## Work to complete
Gather every line of the items below that contains the word "engine", and copy each one in full.

## Source data
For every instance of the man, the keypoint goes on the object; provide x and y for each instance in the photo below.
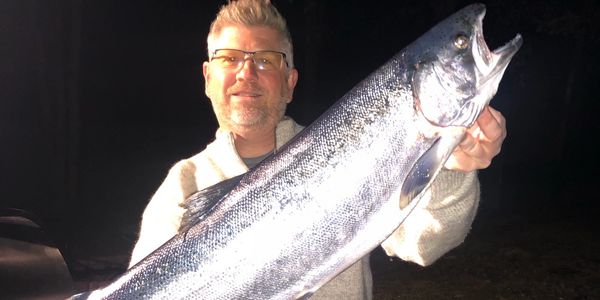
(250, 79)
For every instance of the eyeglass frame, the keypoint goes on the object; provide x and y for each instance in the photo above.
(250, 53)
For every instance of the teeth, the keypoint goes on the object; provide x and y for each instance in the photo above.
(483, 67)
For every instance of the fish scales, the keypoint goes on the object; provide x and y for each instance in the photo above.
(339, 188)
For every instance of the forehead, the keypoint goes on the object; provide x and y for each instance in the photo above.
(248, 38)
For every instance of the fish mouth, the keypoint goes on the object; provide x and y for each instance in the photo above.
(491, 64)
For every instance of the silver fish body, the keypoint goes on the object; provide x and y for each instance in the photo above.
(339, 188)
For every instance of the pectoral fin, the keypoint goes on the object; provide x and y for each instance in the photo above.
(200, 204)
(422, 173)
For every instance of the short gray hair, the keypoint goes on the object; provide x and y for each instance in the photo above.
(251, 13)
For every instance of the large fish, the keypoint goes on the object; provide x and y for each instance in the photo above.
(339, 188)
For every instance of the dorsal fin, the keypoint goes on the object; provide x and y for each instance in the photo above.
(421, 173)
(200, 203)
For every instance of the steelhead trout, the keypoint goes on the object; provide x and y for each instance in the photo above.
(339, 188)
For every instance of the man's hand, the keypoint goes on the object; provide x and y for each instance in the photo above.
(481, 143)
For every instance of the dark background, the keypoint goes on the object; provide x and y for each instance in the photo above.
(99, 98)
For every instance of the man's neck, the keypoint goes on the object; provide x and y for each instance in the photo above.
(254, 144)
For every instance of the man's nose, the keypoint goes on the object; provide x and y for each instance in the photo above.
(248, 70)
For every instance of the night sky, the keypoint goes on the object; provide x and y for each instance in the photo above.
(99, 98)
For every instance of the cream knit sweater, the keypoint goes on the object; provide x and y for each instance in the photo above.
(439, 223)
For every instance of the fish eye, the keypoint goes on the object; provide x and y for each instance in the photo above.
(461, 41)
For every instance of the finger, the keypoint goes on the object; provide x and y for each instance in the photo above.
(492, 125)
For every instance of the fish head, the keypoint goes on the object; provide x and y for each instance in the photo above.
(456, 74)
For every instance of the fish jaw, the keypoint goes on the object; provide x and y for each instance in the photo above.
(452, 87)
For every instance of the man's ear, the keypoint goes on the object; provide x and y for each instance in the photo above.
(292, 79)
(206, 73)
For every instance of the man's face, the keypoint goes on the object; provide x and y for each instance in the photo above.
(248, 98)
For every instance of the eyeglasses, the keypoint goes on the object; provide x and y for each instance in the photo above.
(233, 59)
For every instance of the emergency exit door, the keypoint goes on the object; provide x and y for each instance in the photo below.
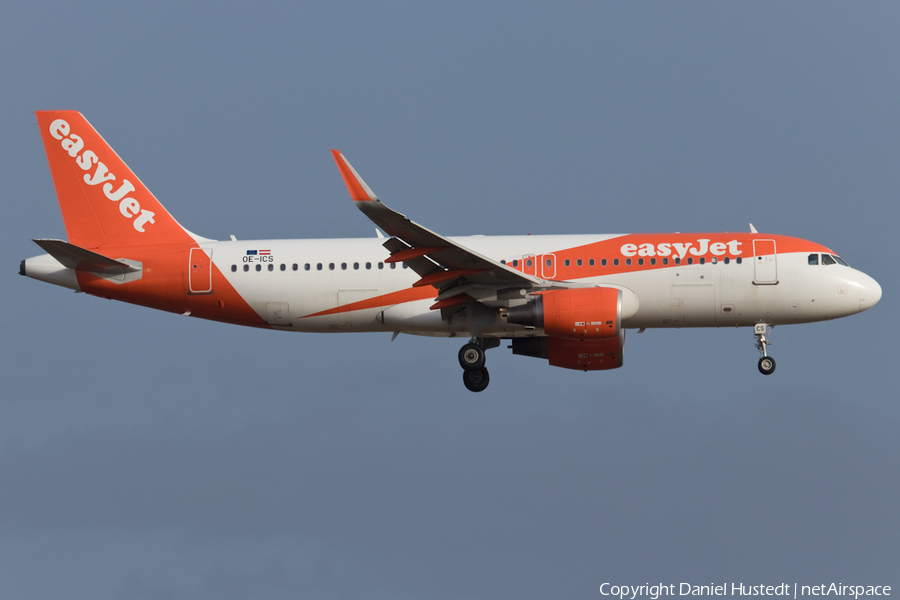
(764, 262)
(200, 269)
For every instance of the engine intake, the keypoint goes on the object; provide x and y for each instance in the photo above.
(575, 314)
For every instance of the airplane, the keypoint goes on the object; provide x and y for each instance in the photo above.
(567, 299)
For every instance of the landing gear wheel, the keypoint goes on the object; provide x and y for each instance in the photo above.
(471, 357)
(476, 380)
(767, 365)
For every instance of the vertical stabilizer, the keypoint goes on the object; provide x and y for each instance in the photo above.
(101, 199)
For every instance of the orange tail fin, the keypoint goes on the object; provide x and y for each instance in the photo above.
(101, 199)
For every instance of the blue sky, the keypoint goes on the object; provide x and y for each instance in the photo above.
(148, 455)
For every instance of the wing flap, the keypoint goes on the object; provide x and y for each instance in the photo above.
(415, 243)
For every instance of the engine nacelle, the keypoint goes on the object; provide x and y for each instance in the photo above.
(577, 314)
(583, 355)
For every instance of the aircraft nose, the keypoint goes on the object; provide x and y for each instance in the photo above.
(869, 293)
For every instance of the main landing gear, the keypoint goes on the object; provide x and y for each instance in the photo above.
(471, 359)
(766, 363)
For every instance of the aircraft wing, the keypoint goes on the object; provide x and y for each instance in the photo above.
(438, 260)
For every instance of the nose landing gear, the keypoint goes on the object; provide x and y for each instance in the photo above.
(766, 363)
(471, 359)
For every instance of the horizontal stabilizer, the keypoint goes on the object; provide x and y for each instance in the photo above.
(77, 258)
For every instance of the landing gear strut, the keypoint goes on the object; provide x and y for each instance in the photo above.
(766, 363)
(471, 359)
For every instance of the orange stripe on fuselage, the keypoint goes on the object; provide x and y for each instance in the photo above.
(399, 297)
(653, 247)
* * *
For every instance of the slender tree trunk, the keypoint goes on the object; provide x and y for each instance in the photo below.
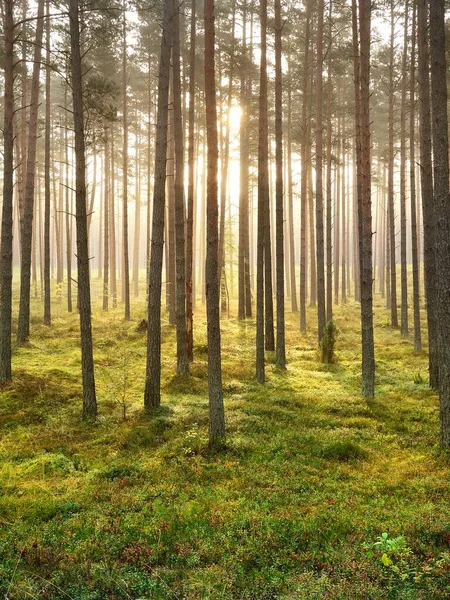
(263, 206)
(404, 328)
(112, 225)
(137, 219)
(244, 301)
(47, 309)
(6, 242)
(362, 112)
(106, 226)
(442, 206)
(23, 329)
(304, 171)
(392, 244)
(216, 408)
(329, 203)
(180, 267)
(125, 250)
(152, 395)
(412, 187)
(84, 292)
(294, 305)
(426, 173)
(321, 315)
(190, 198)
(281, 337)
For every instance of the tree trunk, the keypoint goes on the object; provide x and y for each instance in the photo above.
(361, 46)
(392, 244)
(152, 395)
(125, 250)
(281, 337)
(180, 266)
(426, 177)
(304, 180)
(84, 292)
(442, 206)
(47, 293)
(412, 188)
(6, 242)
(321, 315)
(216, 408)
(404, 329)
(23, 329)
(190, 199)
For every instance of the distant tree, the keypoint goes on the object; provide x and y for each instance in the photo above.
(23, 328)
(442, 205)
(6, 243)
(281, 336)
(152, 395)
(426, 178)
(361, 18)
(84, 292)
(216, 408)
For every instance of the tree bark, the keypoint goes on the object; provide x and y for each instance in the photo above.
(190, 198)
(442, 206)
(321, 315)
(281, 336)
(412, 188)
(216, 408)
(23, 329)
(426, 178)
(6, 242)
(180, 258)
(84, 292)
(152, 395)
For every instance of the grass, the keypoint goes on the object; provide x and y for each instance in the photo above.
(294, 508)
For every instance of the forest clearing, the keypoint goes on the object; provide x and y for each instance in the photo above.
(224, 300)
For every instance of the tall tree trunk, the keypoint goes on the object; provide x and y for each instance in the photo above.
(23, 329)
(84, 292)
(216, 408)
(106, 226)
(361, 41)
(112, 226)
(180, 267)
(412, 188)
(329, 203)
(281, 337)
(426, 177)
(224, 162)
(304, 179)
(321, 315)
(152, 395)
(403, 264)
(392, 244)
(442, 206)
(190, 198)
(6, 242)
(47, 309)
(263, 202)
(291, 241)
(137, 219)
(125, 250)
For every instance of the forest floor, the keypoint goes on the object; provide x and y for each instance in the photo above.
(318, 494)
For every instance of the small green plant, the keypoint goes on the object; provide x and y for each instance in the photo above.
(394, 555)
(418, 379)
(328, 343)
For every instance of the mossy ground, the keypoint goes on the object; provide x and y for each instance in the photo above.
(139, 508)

## Full solution
For every instance of the engine intake, the keypoint goes on the object; provide x and y for each instance in the photo above.
For every instance of the engine nacelle, the keypoint goes on the object; provide x and y for each instance in the photo above.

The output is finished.